[Excerpted records — start]

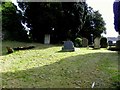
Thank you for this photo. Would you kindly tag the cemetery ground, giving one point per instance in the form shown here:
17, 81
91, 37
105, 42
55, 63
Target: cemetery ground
46, 66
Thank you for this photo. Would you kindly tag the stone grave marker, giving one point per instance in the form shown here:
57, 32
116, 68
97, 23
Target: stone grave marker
47, 39
68, 46
110, 43
97, 43
84, 42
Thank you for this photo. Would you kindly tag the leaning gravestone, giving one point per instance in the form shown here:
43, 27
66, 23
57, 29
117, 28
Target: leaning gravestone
84, 42
110, 43
118, 43
47, 39
97, 43
68, 46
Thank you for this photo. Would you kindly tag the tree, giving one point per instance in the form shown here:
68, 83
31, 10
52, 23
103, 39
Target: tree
11, 22
116, 9
62, 20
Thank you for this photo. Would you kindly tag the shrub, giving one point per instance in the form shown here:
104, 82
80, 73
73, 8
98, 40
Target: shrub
78, 42
103, 42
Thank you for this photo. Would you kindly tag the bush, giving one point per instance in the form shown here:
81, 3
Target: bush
103, 42
78, 42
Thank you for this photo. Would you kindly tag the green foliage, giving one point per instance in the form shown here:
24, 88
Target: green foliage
78, 42
103, 42
69, 20
46, 67
11, 23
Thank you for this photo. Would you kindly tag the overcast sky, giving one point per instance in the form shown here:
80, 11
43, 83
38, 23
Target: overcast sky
105, 7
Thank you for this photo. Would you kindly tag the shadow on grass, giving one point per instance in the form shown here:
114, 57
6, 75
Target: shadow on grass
13, 44
73, 72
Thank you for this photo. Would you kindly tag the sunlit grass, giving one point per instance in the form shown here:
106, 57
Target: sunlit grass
46, 66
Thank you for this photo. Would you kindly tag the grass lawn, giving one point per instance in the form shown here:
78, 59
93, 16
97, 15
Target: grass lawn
46, 67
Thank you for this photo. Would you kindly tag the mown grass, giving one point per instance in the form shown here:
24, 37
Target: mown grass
46, 67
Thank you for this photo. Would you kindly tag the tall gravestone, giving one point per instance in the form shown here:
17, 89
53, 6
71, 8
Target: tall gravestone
47, 39
84, 42
97, 43
68, 46
118, 42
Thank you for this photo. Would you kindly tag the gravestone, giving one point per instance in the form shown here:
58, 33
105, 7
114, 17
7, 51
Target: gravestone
47, 39
68, 46
97, 43
84, 42
110, 43
118, 42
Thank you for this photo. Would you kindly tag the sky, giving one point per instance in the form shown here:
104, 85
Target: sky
105, 7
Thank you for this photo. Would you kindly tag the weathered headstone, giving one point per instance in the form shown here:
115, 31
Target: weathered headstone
68, 46
110, 43
47, 39
84, 42
97, 43
118, 42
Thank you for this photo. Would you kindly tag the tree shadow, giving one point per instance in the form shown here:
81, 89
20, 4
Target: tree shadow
37, 46
72, 72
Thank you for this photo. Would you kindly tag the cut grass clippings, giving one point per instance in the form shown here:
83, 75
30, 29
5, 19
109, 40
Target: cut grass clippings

[Excerpted records — finish]

**Exercise description:** Across the whole listing, tally the lines that include the string "clippings". Reply with the number only.

**Worked solution:** 2